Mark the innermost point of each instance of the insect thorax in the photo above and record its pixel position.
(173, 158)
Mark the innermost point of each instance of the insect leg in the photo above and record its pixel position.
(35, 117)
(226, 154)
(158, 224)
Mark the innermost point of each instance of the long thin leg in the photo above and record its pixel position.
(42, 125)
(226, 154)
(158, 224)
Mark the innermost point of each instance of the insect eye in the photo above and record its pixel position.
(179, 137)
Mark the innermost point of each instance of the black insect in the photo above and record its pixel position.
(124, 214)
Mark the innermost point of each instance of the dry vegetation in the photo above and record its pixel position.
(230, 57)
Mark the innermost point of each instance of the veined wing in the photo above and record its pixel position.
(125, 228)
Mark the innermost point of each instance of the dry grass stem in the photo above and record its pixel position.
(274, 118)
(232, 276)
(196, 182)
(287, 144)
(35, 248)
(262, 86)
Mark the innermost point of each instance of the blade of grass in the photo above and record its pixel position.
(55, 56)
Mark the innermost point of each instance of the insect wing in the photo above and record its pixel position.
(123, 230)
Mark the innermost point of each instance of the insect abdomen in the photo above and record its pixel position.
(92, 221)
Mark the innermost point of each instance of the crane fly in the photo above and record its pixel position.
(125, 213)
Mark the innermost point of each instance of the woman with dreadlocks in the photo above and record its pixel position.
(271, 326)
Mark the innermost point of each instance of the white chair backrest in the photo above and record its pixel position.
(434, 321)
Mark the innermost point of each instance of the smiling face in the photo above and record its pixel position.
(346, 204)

● ● ● ● ●

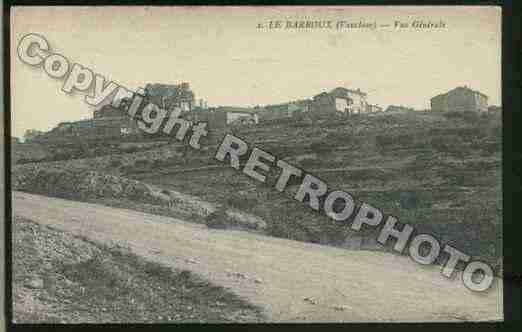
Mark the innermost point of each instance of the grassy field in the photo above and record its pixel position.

● ● ● ● ●

# Aim of the task:
Which lines of the material above contain the string "insect"? Copy out each such line, counting uppercase and lowercase as different.

# Complete output:
Mark the innermost point of each instance of the insect thorax in the photo above and record its pixel position.
Mark the innermost point of each instance of the insect leg in the photo above and record its pixel position.
Mark the innermost point of each instance of the insect eye in the photo above and record its pixel position.
Mark the innermost point of each instance of the black insect in the photo above and record its pixel position.
Mark the innermost point of each instance of the insect wing in the photo above and record its pixel position.
Mark the innermost point of each instance of the insect abdomen in the photo above and record its pixel position.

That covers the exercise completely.